◆ PROBLEM A: Repeat the passage of the stock market report starting with "The S&P 500" and going on through "of its outbreak.".
◆ PROBLEM B: According to the stock market report, which two companies led losses in the Dow Jones Industrial Average?
◆ PROBLEM C: Pick up the stock market report after its final sentence and continue it.

◆ EXTRACT PROVIDED:

U.S. stocks fell from a six-week high, with investors on edge as oil futures plunged to unprecedented levels and a spate of corporate earnings on tap.
The S&P 500 halted a two-day gain and the Dow Jones Industrial Average fell more than 2%. Chevron and Exxon led losses in the blue-chip index as West Texas oil futures expiring Tuesday turned negative for the first time, primarily because the end of the May contract forces physical receipt at a time when storage capacity is low. June prices fell below $22 a barrel.
Gains in large-cap tech had buoyed equities for much of the morning, but the support faded in the afternoon. Congress is negotiating a fresh spending bill to offset the pandemic’s effects, and signs have emerged that New York is past the worst of its outbreak.

“It’s going to take some time for us to come back and there’s no guarantee we’ll come back without a resurgence,” said Jerry Braakman, chief investment officer of First American Trust, in Santa Ana, California, which is managing $1.8 billion.
The Stoxx Europe 600 Index edged higher. Shares retreated across much of Asia, though the benchmark in Shanghai rose. European bonds dropped as Treasuries advanced.

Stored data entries
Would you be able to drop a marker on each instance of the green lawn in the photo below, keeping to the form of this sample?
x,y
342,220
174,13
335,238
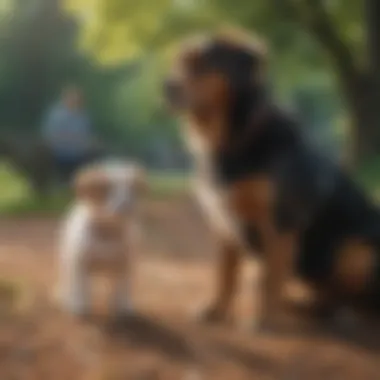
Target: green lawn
x,y
17,199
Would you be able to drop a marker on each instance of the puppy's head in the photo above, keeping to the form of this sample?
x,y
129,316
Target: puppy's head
x,y
211,74
114,188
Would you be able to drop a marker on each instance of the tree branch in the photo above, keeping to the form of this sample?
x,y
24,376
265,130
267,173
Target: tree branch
x,y
313,15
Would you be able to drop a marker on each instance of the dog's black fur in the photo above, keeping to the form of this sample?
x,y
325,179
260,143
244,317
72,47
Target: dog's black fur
x,y
313,195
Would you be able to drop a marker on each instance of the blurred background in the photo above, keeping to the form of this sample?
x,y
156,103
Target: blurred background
x,y
114,53
80,80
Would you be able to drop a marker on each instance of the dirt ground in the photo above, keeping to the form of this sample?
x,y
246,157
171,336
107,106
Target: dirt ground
x,y
173,279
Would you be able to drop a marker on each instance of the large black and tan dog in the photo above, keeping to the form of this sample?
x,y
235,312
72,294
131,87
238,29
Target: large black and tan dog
x,y
263,185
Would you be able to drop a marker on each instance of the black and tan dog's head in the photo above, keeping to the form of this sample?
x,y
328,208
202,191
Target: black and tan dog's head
x,y
212,74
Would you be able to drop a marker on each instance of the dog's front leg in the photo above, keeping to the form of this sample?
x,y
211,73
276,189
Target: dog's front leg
x,y
279,253
227,279
74,284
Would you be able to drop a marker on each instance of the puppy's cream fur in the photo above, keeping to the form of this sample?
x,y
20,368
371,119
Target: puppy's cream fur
x,y
98,235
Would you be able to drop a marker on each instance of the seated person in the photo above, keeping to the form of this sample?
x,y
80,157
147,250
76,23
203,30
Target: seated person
x,y
67,133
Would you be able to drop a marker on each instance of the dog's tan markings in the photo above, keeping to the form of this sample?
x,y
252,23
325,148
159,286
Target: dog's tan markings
x,y
253,201
354,266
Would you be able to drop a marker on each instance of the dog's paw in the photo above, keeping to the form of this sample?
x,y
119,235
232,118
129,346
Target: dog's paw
x,y
214,315
122,308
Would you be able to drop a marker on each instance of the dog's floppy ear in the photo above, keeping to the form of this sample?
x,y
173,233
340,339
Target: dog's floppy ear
x,y
252,45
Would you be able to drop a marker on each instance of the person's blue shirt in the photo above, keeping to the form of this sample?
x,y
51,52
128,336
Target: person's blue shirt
x,y
67,132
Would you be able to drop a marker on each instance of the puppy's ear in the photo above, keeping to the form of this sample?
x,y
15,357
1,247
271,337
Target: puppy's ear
x,y
90,184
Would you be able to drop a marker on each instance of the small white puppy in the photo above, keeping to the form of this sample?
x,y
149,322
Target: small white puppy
x,y
98,235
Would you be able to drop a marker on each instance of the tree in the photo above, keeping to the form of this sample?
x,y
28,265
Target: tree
x,y
357,68
348,32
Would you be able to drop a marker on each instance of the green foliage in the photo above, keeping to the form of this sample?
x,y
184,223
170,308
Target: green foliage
x,y
16,197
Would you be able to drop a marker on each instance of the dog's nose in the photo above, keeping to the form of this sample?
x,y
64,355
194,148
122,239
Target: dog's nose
x,y
173,91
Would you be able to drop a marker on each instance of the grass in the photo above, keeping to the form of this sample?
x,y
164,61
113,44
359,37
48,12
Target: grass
x,y
17,199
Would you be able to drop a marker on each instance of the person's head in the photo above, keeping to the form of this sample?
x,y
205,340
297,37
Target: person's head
x,y
72,97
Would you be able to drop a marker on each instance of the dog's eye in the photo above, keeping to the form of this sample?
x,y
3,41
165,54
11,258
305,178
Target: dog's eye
x,y
199,68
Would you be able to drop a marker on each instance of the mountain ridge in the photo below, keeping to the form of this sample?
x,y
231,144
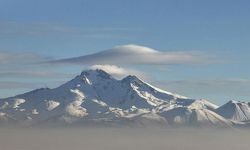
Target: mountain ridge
x,y
95,97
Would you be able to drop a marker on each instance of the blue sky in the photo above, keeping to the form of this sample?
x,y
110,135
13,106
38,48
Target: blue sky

◆ ANSWER AREA A:
The S&P 500 halted a two-day gain and the Dow Jones Industrial Average fell more than 2%. Chevron and Exxon led losses in the blue-chip index as West Texas oil futures expiring Tuesday turned negative for the first time, primarily because the end of the May contract forces physical receipt at a time when storage capacity is low. June prices fell below $22 a barrel.
Gains in large-cap tech had buoyed equities for much of the morning, but the support faded in the afternoon. Congress is negotiating a fresh spending bill to offset the pandemic’s effects, and signs have emerged that New York is past the worst of its outbreak.

◆ ANSWER AREA B: Chevron and Exxon.

◆ ANSWER AREA C:
Investors start the week weighing both the oil crash and signs that Congress is close to a fresh spending package. The pace of earnings season is about to pick up, with almost one-fifth of S&P 500 companies reporting this week. Coca-Cola Co. and Netflix Inc. are among companies due to report in the coming days.
Governments and policy makers are continuing attempts to limit the economic damage of the pandemic. U.S. lawmakers are moving closer to a deal to top up funds for small businesses, China pledged more stimulus as banks lowered borrowing costs and European officials are discussing creating a bad bank for the region, according to the Financial Times.